— Required work —
Lay out every line of the records below as a Markdown table with a "Row" column numbering each line and an "Entry" column holding the line itself, leaving out blank lines.

☆ ☆ ☆ ☆ ☆ ☆ ☆

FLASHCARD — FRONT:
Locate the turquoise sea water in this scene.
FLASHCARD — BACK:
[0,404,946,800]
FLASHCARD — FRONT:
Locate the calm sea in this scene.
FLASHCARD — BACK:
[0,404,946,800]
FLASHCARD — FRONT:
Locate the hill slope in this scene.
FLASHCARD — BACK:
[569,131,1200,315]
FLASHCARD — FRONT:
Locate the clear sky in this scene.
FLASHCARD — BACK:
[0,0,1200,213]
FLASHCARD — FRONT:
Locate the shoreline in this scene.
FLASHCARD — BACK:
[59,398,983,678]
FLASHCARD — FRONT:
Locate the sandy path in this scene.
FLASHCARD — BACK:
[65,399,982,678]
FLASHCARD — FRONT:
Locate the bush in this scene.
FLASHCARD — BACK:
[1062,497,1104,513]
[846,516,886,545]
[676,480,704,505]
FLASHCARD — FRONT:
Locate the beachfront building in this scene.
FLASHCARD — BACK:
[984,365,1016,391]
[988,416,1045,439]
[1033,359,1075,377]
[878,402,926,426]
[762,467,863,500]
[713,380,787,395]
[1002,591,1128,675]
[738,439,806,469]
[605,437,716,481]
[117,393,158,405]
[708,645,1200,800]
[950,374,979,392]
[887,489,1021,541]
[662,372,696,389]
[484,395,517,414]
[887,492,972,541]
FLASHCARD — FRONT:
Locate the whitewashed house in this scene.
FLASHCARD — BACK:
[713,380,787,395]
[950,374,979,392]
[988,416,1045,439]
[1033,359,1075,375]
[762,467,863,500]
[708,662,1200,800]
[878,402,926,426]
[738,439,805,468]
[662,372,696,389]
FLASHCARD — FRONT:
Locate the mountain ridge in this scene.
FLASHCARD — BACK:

☆ ☆ ☆ ☆ ☆ ☆ ☆

— Final result —
| Row | Entry |
|---|---|
| 1 | FLASHCARD — FRONT: |
| 2 | Locate the turquoise sea water in this scene. |
| 3 | FLASHCARD — BACK: |
| 4 | [0,404,946,800] |
| 5 | FLASHCARD — FRONT: |
| 6 | Locate the calm sea in this scene. |
| 7 | FLASHCARD — BACK: |
| 8 | [0,404,946,800] |
| 9 | FLASHCARD — FRONT: |
| 10 | Locate the hill slope in this scene. |
| 11 | FLASHCARD — BACK: |
| 12 | [569,131,1200,315] |
| 13 | FLASHCARD — FRONT: |
| 14 | Locate the clear sky in this scene. |
| 15 | FLASHCARD — BACK: |
| 16 | [0,0,1200,213] |
| 17 | FLASHCARD — FRONT: |
| 18 | Locate the shoreline in this scene. |
| 19 | FLASHCARD — BACK: |
| 20 | [59,398,983,678] |
| 21 | FLASHCARD — FRONT: |
| 22 | Locate the sandy path in this scene. |
| 23 | FLASHCARD — BACK: |
| 24 | [65,399,982,678] |
| 25 | FLASHCARD — FRONT: |
| 26 | Locate the bush in this scene. |
| 27 | FLASHCARD — BACK: |
| 28 | [1062,497,1104,513] |
| 29 | [846,516,886,545] |
| 30 | [676,480,704,505] |
| 31 | FLASHCARD — FRONT: |
| 32 | Locate the beachfront building in this scene. |
| 33 | FLASHCARD — BACK: |
| 34 | [984,365,1016,391] |
| 35 | [988,416,1045,439] |
| 36 | [1033,359,1075,377] |
| 37 | [878,402,926,426] |
| 38 | [762,467,863,500] |
| 39 | [713,380,787,395] |
| 40 | [1002,591,1128,675] |
| 41 | [738,439,806,469] |
| 42 | [605,437,716,481] |
| 43 | [117,393,158,405] |
| 44 | [708,645,1200,800] |
| 45 | [950,374,979,392] |
| 46 | [887,489,1021,541] |
| 47 | [662,372,696,389] |
| 48 | [484,395,517,414] |
| 49 | [887,492,972,541] |
| 50 | FLASHCARD — FRONT: |
| 51 | Locate the whitewashed house in this scene. |
| 52 | FLASHCARD — BACK: |
| 53 | [713,380,787,395] |
| 54 | [950,374,979,392] |
| 55 | [988,416,1045,439] |
| 56 | [1033,359,1075,375] |
| 57 | [762,467,863,500] |
| 58 | [708,662,1200,800] |
| 59 | [878,402,926,426] |
| 60 | [738,439,805,468] |
| 61 | [662,372,696,389] |
| 62 | FLASHCARD — FRONT: |
| 63 | Locate the mountain ridge in this scene. |
| 64 | FLASHCARD — BACK: |